[Problem description]:
No line before the one containing "Query: water reflection" should appear; that line and all lines after it, through the end of the data, are to be set down exactly.

*** Exercise inputs Section Begins ***

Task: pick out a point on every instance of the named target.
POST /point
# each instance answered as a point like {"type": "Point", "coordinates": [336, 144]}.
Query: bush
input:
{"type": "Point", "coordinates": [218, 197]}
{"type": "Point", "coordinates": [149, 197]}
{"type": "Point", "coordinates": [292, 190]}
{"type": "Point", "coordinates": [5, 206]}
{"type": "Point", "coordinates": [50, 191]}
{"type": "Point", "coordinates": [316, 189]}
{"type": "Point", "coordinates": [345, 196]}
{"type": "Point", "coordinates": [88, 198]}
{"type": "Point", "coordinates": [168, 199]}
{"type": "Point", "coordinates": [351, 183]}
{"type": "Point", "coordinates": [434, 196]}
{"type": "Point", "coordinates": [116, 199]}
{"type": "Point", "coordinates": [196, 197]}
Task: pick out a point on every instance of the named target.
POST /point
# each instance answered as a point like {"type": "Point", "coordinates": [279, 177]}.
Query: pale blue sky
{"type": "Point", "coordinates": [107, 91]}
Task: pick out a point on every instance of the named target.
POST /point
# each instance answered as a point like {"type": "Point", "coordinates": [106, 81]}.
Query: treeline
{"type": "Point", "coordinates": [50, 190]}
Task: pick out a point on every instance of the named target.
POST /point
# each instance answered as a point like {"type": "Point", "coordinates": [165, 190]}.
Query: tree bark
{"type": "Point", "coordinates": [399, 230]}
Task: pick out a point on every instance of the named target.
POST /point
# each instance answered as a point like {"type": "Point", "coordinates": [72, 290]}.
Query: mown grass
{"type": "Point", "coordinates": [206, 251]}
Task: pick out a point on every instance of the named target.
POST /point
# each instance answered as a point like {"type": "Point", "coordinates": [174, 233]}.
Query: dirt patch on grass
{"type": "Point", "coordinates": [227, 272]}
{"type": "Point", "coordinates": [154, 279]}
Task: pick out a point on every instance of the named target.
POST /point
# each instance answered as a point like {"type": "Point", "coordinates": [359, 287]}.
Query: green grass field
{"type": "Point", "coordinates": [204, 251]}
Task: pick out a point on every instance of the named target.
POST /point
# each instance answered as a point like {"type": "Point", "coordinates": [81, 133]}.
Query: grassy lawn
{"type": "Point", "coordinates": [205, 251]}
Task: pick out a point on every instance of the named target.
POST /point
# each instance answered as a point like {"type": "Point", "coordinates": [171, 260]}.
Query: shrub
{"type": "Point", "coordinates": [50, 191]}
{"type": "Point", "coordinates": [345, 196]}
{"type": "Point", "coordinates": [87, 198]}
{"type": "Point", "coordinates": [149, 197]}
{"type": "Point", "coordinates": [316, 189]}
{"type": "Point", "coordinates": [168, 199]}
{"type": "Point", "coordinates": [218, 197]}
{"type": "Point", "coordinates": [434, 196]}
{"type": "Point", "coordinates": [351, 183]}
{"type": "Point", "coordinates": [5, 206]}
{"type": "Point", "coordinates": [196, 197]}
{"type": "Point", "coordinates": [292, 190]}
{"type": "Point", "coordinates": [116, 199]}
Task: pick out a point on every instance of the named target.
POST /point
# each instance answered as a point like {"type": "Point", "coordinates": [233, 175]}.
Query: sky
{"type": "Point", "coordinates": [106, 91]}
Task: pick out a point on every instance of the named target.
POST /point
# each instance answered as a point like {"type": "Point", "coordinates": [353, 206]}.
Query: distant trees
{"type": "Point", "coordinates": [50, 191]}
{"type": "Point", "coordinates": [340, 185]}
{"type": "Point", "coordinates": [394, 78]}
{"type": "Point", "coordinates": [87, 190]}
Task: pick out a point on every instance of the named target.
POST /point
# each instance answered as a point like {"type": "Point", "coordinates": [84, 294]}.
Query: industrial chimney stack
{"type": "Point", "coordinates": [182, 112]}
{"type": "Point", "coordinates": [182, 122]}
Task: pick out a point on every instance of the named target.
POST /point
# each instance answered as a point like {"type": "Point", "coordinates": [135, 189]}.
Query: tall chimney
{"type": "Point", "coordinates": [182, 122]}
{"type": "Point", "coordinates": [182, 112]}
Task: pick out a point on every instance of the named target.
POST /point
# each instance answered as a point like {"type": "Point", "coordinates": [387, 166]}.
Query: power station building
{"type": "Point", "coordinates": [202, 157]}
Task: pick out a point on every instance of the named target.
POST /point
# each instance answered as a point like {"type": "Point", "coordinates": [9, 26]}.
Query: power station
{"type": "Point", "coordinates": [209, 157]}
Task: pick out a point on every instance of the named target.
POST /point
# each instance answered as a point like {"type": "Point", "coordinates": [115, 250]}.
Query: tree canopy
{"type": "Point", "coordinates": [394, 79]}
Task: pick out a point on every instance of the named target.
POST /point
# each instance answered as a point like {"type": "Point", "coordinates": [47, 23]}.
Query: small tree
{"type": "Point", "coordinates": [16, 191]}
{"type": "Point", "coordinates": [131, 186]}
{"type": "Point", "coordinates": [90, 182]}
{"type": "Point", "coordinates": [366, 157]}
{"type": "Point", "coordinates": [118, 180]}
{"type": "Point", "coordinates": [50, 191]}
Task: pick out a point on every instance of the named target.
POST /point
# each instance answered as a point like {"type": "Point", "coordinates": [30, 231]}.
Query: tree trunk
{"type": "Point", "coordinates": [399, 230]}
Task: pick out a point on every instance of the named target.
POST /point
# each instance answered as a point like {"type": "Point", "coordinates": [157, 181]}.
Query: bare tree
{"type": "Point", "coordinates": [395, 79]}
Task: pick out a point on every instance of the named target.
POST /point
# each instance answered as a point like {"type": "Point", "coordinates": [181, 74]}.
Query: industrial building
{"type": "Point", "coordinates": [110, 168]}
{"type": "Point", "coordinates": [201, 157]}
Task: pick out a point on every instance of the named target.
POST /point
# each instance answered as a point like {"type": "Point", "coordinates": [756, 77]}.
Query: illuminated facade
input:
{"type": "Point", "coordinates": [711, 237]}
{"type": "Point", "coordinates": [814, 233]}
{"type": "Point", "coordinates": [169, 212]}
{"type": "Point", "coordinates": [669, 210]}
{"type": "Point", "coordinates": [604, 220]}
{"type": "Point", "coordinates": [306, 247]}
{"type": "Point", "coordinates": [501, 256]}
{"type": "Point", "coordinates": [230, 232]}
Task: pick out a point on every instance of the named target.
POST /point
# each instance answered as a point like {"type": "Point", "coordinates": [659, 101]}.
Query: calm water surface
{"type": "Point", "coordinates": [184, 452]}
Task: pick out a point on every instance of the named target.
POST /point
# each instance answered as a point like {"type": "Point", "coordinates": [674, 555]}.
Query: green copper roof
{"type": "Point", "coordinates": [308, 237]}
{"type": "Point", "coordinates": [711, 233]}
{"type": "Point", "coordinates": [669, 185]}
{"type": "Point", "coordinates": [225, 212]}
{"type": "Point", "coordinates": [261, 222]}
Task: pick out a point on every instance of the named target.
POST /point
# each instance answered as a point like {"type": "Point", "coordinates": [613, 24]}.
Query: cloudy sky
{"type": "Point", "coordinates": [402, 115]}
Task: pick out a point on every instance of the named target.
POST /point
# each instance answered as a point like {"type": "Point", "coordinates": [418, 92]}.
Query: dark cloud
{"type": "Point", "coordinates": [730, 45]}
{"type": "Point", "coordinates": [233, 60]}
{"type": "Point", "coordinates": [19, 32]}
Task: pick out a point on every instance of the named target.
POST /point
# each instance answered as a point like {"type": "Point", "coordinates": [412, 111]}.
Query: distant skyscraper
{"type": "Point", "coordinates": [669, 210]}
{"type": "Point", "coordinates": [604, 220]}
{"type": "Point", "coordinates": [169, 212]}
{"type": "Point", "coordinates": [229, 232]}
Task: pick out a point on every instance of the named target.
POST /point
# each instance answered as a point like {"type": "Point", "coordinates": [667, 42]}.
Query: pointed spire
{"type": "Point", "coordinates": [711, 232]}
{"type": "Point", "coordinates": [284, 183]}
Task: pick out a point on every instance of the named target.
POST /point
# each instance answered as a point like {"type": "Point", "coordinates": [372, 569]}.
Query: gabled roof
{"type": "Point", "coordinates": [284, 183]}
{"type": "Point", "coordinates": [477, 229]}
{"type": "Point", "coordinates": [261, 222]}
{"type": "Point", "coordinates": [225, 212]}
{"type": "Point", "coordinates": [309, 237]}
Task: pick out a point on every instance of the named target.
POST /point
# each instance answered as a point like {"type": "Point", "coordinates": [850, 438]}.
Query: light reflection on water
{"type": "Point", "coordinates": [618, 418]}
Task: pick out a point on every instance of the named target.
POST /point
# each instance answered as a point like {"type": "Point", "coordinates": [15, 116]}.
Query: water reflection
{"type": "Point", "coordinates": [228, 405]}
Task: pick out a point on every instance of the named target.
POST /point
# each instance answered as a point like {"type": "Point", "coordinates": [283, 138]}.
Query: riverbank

*** Exercise inputs Section Ends ***

[Exercise answer]:
Query: water reflection
{"type": "Point", "coordinates": [228, 405]}
Task: pick out a point on every instance of the named target.
POST /point
# each instance answered as a point like {"type": "Point", "coordinates": [283, 138]}.
Query: riverbank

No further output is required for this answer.